■ **THE TASK**
Write the data out again, exactly as given.

[Records drawn from a dataset]
-------

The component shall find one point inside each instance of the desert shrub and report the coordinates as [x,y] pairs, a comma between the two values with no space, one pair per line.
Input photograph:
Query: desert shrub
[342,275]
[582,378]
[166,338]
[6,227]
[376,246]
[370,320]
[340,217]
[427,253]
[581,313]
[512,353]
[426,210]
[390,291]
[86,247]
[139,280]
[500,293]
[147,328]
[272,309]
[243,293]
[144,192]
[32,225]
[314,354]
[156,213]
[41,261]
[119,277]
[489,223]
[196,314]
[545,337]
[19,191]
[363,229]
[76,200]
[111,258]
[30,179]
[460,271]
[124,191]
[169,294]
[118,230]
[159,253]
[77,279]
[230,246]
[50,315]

-------

■ **SOLUTION TO THE PROBLEM**
The component shall find one point inside each instance of the desert shrub and report the coordinates as [x,y] pairs, a comma between the two values with no space, one pair per line.
Input photograph:
Query: desert shrub
[342,275]
[582,378]
[166,338]
[6,227]
[376,246]
[370,320]
[340,217]
[427,253]
[581,313]
[512,353]
[426,210]
[390,291]
[86,247]
[139,280]
[500,293]
[147,328]
[272,309]
[243,293]
[144,192]
[32,225]
[314,354]
[156,213]
[41,261]
[119,277]
[489,223]
[196,314]
[545,337]
[19,191]
[363,229]
[76,200]
[111,258]
[30,179]
[460,271]
[124,191]
[169,294]
[118,230]
[159,253]
[77,279]
[230,246]
[50,315]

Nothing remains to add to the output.